**To be done:** The lines to extract begin at the one containing "If you could spot the phone" and run to the end of the listing; set them down exactly and alone.

* * *

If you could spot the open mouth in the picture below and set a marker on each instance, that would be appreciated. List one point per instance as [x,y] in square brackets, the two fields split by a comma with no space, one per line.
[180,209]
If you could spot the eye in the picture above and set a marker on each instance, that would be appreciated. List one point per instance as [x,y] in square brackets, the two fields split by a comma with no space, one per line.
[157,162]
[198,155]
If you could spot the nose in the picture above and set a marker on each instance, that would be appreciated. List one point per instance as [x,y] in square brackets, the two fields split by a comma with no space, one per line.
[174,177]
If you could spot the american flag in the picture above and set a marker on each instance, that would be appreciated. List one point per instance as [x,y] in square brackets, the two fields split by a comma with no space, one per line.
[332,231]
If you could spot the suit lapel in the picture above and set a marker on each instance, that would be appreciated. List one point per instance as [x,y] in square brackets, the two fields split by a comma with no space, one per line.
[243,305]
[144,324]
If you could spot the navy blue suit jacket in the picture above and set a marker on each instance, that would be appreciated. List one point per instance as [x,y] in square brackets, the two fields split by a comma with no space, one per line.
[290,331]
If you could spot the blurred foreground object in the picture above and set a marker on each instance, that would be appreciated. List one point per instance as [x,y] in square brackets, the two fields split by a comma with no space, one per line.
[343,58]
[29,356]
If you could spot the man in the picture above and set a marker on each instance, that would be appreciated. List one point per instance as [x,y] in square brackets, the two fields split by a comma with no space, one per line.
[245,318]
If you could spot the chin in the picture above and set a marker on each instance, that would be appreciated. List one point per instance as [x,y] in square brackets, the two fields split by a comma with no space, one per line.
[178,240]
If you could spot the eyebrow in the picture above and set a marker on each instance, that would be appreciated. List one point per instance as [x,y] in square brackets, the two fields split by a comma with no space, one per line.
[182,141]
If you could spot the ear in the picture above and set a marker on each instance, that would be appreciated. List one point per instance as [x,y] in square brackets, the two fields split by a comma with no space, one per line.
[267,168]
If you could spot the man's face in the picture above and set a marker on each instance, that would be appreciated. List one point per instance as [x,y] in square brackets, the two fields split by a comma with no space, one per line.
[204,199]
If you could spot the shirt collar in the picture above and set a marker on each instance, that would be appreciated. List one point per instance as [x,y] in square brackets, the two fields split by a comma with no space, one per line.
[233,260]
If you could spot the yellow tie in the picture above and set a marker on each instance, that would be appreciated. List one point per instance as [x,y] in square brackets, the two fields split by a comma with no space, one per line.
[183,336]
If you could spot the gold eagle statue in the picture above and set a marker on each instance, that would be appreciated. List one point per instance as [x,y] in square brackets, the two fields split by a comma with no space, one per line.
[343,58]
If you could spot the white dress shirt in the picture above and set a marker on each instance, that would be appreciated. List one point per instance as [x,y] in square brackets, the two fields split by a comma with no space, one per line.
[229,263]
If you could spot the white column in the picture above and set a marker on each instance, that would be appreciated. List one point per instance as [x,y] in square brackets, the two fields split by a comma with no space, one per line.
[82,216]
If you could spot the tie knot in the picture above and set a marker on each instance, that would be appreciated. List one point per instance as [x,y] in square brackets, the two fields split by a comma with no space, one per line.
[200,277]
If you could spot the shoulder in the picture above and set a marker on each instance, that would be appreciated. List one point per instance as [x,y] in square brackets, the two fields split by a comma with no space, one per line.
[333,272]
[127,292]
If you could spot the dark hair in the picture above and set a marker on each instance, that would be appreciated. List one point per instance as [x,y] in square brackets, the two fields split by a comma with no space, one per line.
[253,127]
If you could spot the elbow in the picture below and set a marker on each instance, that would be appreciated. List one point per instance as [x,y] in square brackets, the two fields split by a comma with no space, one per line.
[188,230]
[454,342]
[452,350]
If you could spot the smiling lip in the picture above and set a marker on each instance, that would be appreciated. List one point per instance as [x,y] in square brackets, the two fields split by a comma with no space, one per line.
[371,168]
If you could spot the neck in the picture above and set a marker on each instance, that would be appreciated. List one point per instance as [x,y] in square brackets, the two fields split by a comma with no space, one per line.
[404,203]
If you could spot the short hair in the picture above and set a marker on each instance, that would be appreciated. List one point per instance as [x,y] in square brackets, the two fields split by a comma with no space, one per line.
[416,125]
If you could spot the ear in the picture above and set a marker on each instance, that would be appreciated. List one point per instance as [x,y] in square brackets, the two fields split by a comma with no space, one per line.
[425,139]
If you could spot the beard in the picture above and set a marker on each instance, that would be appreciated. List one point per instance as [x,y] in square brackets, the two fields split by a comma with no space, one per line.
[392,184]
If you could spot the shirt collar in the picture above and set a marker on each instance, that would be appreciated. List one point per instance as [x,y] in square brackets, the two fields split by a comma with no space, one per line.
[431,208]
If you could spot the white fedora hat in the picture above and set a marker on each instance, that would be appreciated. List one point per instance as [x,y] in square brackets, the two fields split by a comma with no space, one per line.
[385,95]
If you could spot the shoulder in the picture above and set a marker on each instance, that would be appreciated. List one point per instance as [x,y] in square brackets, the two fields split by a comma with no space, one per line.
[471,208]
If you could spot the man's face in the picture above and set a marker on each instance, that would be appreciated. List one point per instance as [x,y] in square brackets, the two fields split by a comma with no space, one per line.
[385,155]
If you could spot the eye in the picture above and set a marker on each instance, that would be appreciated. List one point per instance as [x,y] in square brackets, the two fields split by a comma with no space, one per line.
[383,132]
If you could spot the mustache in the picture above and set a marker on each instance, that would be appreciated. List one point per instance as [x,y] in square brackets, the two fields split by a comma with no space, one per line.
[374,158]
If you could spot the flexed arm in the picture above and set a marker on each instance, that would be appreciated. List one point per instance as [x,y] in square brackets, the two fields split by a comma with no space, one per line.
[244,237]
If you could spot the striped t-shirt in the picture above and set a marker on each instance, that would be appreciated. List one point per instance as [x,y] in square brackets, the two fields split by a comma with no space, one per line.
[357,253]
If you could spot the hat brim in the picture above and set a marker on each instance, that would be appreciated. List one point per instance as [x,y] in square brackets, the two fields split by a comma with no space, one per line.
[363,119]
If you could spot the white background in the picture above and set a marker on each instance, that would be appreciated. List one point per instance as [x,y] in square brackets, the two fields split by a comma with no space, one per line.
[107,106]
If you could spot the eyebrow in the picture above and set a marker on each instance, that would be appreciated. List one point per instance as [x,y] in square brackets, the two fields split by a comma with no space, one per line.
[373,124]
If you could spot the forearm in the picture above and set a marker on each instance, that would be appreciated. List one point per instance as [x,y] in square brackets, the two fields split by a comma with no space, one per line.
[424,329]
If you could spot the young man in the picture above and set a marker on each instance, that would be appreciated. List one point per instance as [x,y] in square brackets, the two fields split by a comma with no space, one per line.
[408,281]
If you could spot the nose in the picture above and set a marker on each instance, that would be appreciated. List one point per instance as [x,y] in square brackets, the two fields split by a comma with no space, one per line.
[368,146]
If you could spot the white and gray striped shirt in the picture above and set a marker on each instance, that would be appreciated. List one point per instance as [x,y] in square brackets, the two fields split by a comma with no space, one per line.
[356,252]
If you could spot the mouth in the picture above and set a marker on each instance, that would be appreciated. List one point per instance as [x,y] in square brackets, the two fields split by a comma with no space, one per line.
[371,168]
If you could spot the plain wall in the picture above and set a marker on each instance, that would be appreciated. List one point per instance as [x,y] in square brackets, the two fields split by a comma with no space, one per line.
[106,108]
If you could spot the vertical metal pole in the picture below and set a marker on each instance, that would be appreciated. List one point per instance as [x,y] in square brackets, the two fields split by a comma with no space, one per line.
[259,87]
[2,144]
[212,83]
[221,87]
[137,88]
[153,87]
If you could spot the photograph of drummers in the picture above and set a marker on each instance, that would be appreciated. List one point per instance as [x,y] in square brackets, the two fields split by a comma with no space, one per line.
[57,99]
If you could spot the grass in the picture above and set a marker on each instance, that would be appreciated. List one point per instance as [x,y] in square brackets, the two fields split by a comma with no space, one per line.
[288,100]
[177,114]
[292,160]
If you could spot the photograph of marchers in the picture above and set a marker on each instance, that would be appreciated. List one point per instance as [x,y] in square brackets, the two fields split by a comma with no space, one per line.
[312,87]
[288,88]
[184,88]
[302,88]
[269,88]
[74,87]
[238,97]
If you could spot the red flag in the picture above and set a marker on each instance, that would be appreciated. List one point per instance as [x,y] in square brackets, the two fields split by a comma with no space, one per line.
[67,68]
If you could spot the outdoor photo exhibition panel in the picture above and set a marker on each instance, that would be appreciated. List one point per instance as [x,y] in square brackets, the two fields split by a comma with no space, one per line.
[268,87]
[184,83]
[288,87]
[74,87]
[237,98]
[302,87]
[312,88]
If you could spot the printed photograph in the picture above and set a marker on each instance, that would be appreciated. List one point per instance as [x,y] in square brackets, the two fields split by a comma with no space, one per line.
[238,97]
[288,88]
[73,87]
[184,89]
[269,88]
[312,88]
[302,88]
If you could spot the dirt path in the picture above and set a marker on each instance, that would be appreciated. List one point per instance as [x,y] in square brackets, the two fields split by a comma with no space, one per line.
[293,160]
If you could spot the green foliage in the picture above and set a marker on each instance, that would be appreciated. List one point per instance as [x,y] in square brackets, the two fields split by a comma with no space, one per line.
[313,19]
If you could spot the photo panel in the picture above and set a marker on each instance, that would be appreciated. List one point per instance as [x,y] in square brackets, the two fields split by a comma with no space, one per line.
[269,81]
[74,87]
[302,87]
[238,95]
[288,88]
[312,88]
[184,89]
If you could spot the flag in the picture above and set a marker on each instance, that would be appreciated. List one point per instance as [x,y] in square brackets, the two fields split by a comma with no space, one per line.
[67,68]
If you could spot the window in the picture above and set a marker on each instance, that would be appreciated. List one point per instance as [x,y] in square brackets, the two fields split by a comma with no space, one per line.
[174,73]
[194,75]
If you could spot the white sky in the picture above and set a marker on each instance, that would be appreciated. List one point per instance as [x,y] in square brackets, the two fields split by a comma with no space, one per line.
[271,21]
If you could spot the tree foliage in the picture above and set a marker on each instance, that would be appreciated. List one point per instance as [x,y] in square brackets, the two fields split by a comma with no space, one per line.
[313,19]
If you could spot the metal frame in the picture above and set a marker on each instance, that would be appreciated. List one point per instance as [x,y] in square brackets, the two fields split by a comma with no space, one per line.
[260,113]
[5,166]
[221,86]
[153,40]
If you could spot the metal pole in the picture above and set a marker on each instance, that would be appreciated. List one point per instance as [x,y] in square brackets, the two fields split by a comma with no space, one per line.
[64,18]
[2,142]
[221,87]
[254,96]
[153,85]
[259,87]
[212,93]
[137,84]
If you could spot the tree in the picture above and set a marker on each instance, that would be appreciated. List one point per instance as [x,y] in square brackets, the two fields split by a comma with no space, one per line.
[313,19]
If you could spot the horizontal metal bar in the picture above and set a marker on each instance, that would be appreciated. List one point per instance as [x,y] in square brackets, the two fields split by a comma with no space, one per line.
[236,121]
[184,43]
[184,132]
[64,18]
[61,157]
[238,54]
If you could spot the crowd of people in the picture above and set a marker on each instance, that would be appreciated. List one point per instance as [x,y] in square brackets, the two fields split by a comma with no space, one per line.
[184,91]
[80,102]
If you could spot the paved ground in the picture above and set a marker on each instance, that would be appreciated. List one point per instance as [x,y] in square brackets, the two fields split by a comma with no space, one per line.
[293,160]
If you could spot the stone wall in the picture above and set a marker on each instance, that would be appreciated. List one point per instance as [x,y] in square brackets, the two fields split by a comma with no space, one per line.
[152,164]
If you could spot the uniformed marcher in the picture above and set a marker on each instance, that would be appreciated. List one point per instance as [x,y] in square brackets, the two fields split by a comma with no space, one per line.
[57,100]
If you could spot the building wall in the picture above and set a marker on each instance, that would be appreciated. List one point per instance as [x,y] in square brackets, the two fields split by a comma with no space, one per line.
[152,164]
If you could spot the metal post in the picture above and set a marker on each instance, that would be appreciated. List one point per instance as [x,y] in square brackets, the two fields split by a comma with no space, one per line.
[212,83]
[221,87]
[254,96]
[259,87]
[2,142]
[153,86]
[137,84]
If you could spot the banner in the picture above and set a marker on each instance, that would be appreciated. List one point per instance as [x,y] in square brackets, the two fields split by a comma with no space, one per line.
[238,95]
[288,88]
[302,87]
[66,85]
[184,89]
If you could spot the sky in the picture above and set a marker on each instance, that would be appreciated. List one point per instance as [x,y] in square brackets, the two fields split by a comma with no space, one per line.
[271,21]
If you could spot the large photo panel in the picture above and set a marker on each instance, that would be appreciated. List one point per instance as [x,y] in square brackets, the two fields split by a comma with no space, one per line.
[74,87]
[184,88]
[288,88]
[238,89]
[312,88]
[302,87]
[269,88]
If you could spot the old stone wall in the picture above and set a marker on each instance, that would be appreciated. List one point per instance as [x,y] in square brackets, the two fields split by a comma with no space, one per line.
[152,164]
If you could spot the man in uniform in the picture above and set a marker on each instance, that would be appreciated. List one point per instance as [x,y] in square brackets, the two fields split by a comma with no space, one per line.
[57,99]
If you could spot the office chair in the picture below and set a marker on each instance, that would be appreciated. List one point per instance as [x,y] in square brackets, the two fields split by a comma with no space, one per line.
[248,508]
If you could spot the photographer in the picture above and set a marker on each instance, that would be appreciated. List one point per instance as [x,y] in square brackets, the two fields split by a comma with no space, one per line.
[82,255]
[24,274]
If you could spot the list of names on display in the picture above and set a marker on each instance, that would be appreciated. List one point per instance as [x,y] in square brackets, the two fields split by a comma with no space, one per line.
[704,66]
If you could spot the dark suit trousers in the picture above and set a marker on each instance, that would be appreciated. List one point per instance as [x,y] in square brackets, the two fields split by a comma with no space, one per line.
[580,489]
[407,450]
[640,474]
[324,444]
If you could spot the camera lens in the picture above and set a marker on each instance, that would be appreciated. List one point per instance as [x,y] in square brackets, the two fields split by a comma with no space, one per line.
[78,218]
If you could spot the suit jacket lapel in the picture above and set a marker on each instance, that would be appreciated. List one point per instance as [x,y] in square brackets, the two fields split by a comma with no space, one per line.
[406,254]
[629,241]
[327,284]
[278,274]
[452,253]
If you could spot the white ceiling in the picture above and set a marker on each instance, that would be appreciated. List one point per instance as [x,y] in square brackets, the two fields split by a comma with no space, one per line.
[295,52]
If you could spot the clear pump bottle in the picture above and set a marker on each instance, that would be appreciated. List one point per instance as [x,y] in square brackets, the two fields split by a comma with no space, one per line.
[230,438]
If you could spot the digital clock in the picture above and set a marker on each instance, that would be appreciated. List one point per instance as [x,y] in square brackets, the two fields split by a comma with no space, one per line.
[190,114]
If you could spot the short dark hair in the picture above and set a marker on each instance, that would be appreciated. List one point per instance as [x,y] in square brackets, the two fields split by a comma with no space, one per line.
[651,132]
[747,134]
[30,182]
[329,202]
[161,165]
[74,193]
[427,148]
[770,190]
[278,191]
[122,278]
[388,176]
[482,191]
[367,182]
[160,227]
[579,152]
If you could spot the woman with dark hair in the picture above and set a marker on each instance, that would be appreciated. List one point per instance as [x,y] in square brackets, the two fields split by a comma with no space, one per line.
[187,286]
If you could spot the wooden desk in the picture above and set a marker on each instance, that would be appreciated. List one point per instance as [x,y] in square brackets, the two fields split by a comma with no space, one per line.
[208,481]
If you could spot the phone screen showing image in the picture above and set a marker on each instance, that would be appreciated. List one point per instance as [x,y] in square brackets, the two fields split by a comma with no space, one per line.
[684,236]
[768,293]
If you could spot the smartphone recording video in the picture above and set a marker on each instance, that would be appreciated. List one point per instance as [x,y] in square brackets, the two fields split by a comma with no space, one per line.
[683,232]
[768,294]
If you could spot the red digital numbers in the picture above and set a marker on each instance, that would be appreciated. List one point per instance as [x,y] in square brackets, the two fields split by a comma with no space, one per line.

* * *

**Reply:**
If you could spot the phone screen showing image in the picture above and set a marker on each instance, that would be appreciated. List one point per instance as [x,y] in square brackets, the two fields split by a comma with no space, one per line.
[684,236]
[768,293]
If you could spot the smartphone recording video in the picture above and set a marker on each instance, that would be appreciated. List one point per instance as [x,y] in square brackets, the two fields split by a comma with no space, one per line.
[683,232]
[768,294]
If you could spot the red digital numbers in the picture above and set a marker on each instance, that would be appreciated. List one point per instance as [x,y] in square brackets, the two fields split by a comma with no space, one per line.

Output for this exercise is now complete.